**What is needed:** Using the disturbance ecology notes, decide whether each statement agrees with the text. Answer yes or no for each, and quote the exact words of the notes that settle it. (a) Frequency is the mean number of years between successive events. (b) The article on climate and aspen decline was written by a Clark University graduate student. (c) The reorganization response involves new establishment.

**Passage:**
----

Descriptors (parameters) of a disturbance regime

-Things that characterize a disturbance regime: -Size: of area disturbed per event -Spatial distribution: (in relation to environmental gradients and in terms of large patch size vs. small patch size, etc.). Does it vary with topography? -Frequency: (mean number of events per time period). -Mean return interval: (mean number of years between successive events) (a disturbance returns 10 times per century). -Predictability: (i.e., do events occur regularly or sporadically? High statistical variance of the mean means low predictability. Simply minimum and maximum intervals between disturbance events are useful descriptors of predictability). -Rotation period: (this is an area equal to the whole area that has been disturbed) (aka turnover time or disturbance cycle; it is the average time requires to disturb an area equivalent to the size of the study area once). This is a combination of the size of the disturbance and its frequency. It refers to the time it takes to disturb an area.

Article 1: "The Influences of Climate on Aspen Decline

-This article was written by a Clark University graduate student, Philip Hanna. -He looked for the reason for the decline in aspen. -Key questions from his article: -Is annual aspen growth related to temperature and/or precipitation? -Is aspen mortality a sudden or multiyear process? -Does aspen mortality increase with drought?

Article 2: "Compounded Disturbance in Sub-Alpine Forests in Western Colorado Favor Future Dominance by Quaking Aspen"

-This article was written by another graduate student from Clark University, Caroline Mathews. -This was thinking about long term variability in species composition.

Steady-state concepts (Whittaker)

-This concept talks about literally what is happening in ecosystems. -A steady-state ecosystem is a constant biomass and nutrient content over time (there are inputs and outputs, but over time/decades there is no huge change). -Steady-state populations have constant population sizes. -Steady-state communities (aka compositional equilibrium) has species persistence. -In steady-state, there is no endpoint, it's just saying over centuries and decade, things haven't changed much. -The relative proportion of species isn't changing that much. This allows for change more than the climax theory. -In practice, the steady-state concepts displaced Whittaker's patterns climax theory. -E.g.: to interpret whether it is a steady-state community, you have to know the past of the specific ecosystems and the past species composition.

r-selection

-This happens in environments that are patchy and unpredictable, there is high risk to any individual, there is very little competition from other organisms. -The optimum evolutionary strategy is to produce large numbers of small offspring. -These species are r-strategists and have been produced by r-selection. -Rapid rate of increase in early stages of succession. -They have initially high survivorship curves, life span is short but growth rate is rapid.

Reorganized response

-This happens in the fine-scale gap phase regeneration mode. -Advance regeneration is released (either from seedlings or vegetative shoots). -Reorganization response also includes growth of non-tree species and lateral encroachment from surrounding mature trees. -Reorganization response (this doesn't involve new establishment, only trees that are shade tolerant because they were alive under the closed canopy. This is much quicker).

Monoclimax Theory (Cements)

----

**Available data:**
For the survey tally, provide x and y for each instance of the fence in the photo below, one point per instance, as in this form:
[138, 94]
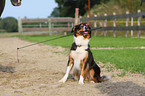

----

**Task output:**
(a) No: "Frequency: (mean number of events per time period)."
(b) Yes: "This article was written by a Clark University graduate student, Philip Hanna."
(c) No: "this doesn't involve new establishment"